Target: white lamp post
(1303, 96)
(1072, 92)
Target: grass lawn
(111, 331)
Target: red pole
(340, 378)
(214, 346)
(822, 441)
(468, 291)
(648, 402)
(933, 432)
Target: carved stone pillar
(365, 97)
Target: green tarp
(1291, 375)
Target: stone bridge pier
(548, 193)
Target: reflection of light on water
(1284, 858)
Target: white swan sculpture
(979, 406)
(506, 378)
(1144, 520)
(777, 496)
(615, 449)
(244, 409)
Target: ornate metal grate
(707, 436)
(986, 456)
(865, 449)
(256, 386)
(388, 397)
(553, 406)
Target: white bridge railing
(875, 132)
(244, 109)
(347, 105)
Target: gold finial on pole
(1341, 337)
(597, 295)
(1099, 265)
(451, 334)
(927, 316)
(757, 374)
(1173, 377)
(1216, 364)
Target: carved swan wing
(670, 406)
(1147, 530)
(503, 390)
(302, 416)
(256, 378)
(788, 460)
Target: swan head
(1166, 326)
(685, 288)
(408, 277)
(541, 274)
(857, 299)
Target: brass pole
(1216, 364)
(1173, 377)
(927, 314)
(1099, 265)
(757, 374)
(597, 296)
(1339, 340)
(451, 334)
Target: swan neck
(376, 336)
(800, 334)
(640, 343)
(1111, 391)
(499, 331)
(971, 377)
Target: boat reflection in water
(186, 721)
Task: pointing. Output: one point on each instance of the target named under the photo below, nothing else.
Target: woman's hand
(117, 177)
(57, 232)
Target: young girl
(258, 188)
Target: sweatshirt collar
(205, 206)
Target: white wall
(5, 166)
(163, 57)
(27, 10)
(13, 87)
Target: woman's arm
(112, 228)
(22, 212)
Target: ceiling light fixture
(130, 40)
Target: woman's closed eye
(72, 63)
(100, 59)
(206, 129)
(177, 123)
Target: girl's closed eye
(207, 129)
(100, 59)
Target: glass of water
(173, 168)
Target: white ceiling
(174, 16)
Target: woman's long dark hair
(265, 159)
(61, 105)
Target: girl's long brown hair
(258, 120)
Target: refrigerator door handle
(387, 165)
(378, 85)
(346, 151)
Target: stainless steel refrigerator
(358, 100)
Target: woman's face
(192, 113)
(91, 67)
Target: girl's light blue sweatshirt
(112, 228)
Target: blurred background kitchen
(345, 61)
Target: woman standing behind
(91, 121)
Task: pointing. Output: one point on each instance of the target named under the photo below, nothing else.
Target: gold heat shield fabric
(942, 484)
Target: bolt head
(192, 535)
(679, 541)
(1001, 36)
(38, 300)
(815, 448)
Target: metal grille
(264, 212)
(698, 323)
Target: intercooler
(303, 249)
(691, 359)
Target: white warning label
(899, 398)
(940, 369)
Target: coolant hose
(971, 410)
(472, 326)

########

### To do
This calls for an exact transcription of every entry above.

### Answer to the exercise
Target: white lamp post
(1303, 96)
(1072, 92)
Target: grass lawn
(111, 331)
Target: red pole
(340, 378)
(214, 346)
(822, 441)
(468, 291)
(648, 402)
(933, 432)
Target: carved stone pillar
(365, 97)
Target: green tarp
(1291, 375)
Target: stone bridge pier
(548, 193)
Target: reflection of light on water
(1284, 858)
Target: white swan sculpture
(979, 406)
(506, 378)
(1144, 520)
(777, 496)
(615, 449)
(244, 409)
Target: ornate metal grate
(707, 436)
(986, 456)
(865, 449)
(256, 386)
(388, 397)
(553, 406)
Target: white bridge railing
(875, 132)
(244, 109)
(347, 105)
Target: gold finial on pole
(1341, 337)
(597, 295)
(1099, 265)
(451, 334)
(927, 316)
(757, 374)
(1173, 377)
(1216, 364)
Target: carved swan wing
(670, 406)
(1147, 530)
(503, 390)
(302, 416)
(256, 378)
(788, 460)
Target: swan head
(1166, 326)
(685, 288)
(408, 277)
(541, 274)
(857, 299)
Target: brass pole
(1216, 364)
(1173, 377)
(927, 314)
(1099, 265)
(757, 374)
(597, 296)
(1339, 340)
(451, 334)
Target: swan neck
(376, 336)
(800, 334)
(640, 343)
(1111, 391)
(499, 331)
(971, 377)
Target: boat reflection in water
(186, 721)
Task: pointing. Output: one point on each instance of the target named under the photo below, nothing else.
Target: woman's hand
(117, 177)
(57, 232)
Target: young girl
(258, 188)
Target: sweatshirt collar
(205, 206)
Target: white wall
(5, 166)
(163, 57)
(27, 10)
(13, 87)
Target: woman's arm
(112, 228)
(22, 212)
Target: ceiling light fixture
(130, 40)
Target: woman's closed eye
(72, 63)
(100, 59)
(206, 129)
(177, 123)
Target: girl's closed eye
(207, 129)
(100, 59)
Target: glass of water
(173, 168)
Target: white ceiling
(174, 16)
Target: woman's long dark hair
(265, 159)
(61, 105)
Target: girl's long brown hair
(258, 120)
Target: refrigerator door handle
(387, 165)
(378, 85)
(346, 151)
Target: stainless steel refrigerator
(358, 100)
Target: woman's face
(192, 113)
(91, 67)
Target: girl's light blue sweatshirt
(112, 228)
Target: blurred background kitchen
(345, 61)
Target: woman standing behind
(91, 121)
Task: pointing. Output: one point on each instance of the target named under the photo below, nothing else.
Target: gold heat shield fabric
(942, 484)
Target: bolt head
(192, 535)
(679, 541)
(1001, 36)
(38, 300)
(815, 448)
Target: metal grille
(264, 212)
(698, 323)
Target: intercooler
(303, 249)
(691, 359)
Target: white warning label
(899, 398)
(940, 369)
Target: coolant hose
(971, 410)
(472, 326)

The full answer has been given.